Du pays des Hurons, & de leur villes, villages & cabanes. CHAPITRE VI.

MAIS, pour parler en general du pays des Hurons, de sa situation, des moeurs de ses habitans, & de leurs principales ceremonies & façons de faire. Disons premierement, qu'il est situé sous la hauteur de quarante-quatre degrez & demy de latitude, & deux cens trente lieuës de longitude à l'Occident, & dix de latitude, pays fort deserté; beau & agreable, & traversé de ruisseaux qui se desgorgent dedans le grand lac. On n'y voit point une face si dense de grands rochers & montagnes steriles, comme on voit en beaucoup d'autres endroicts és contrees Canadiennes & Algoumequines.

Le pays est plein de belles collines, campagnes, & de tres-belles & grandes prairies, qui portent quantité de bon foin, qui ne sert qu'à y mettre le feu par plaisir, quant il est sec: & en plusieurs endroits il y a quantité de froment sauvage, qui a l'espic comme seigle, & le grain comme de l'avoine: j'y fus trompé, pensant au commencement que j'en vis, que ce fussent champs qui eussent esté ensemencez de bon grain: je fus de mesme trompé aux pois sauvages, où il y en a en divers endroicts aussi espais, comme s'ils y avoient esté semez & cultivez: & pour monstrer la bonté de la terre, un Sauvage de Toenchen ayant planté un peu de pois qu'il avoit apportez de la traicte, rendirent leurs fruicts deux fois plus gros qu'à l'ordinaire, dequoy je m'estonnay, n'en ayant point veu de si gros, ny en France, ny en Canada.

Données fournies:
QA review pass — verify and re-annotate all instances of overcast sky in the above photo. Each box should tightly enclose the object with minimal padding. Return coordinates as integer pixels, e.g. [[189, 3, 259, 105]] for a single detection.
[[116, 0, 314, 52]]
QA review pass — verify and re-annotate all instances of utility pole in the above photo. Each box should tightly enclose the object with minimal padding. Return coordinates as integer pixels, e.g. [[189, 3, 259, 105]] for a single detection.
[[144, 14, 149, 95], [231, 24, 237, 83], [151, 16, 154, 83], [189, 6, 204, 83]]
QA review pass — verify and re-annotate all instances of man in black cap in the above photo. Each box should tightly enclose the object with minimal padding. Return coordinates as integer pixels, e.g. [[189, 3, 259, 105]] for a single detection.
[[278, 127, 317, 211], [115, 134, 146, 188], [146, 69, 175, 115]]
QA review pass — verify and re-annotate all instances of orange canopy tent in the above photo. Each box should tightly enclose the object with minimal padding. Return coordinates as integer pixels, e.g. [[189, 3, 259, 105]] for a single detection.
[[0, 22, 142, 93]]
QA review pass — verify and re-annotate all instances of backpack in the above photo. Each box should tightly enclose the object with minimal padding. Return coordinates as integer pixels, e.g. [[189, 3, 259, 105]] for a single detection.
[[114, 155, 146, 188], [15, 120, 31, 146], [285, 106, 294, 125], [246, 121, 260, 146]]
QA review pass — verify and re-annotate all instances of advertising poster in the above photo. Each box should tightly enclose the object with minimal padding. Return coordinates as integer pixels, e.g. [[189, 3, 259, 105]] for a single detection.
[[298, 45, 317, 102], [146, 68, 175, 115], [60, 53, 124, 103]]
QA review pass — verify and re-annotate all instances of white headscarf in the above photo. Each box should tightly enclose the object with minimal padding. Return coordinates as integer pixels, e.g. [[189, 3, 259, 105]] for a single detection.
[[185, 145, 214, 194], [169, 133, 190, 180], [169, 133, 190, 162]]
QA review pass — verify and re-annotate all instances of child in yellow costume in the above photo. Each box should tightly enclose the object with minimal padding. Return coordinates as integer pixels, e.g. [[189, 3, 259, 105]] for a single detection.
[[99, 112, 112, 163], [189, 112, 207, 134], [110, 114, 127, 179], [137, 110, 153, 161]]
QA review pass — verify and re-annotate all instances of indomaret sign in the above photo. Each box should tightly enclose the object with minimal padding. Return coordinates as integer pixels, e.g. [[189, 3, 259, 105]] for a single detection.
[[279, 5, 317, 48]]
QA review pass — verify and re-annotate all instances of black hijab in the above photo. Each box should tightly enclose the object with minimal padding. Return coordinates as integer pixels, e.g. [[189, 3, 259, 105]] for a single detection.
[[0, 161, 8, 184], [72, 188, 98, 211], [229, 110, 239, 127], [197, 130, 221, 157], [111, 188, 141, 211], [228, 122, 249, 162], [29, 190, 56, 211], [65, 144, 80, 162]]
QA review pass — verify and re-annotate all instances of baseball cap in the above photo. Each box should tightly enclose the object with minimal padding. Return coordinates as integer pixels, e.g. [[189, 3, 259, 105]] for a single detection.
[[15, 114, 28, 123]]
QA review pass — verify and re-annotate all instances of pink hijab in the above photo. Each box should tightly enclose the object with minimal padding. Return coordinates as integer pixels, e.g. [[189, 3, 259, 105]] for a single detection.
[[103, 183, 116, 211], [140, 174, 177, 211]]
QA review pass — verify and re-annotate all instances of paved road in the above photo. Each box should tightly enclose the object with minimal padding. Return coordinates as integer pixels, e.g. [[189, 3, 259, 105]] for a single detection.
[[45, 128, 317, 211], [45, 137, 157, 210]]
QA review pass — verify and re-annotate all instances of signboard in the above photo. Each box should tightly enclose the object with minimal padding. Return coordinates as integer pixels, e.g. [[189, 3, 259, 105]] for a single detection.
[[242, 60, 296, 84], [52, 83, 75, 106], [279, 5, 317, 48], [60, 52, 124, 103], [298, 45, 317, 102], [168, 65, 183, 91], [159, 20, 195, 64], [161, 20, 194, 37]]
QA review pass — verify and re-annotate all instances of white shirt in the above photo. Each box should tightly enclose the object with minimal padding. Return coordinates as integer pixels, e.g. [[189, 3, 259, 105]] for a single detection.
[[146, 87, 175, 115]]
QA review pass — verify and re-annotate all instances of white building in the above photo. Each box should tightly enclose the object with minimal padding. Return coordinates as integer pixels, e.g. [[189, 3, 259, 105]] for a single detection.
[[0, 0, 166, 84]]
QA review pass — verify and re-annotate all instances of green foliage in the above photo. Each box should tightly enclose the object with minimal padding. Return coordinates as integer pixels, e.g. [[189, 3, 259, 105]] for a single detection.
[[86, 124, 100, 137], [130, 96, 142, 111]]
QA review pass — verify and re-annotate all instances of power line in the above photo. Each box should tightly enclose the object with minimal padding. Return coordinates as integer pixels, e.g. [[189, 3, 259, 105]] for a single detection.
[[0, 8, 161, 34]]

Objectifs:
(1) Reproduisez fidèlement l'extrait sur le pays des Hurons, en commençant à « MAIS, pour parler » et en terminant à « Canadiennes & Algoumequines. ».
(2) D'après l'extrait sur le pays des Hurons, quelle grosseur atteignirent les pois rapportés de la traite et plantés par un habitant de Toenchen ?
Les lignes n'entrent aucunement en jeu dans ce travail.

Réponses par tâche:
(1)
MAIS, pour parler en general du pays des Hurons, de sa situation, des moeurs de ses habitans, & de leurs principales ceremonies & façons de faire. Disons premierement, qu'il est situé sous la hauteur de quarante-quatre degrez & demy de latitude, & deux cens trente lieuës de longitude à l'Occident, & dix de latitude, pays fort deserté; beau & agreable, & traversé de ruisseaux qui se desgorgent dedans le grand lac. On n'y voit point une face si dense de grands rochers & montagnes steriles, comme on voit en beaucoup d'autres endroicts és contrees Canadiennes & Algoumequines.

(2) Ils devinrent deux fois plus gros qu'à l'ordinaire.